Assignment: Look through the material and copy each line holding "Query".

Exercise materials:
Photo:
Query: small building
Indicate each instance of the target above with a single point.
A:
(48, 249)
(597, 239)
...
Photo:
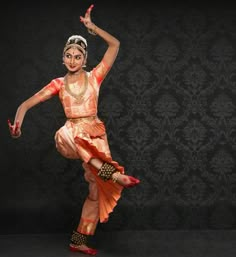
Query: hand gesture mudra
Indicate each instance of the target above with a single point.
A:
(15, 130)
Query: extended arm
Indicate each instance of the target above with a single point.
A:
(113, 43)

Response to the exercise:
Query: small building
Query: hand gesture mudra
Query: extended arm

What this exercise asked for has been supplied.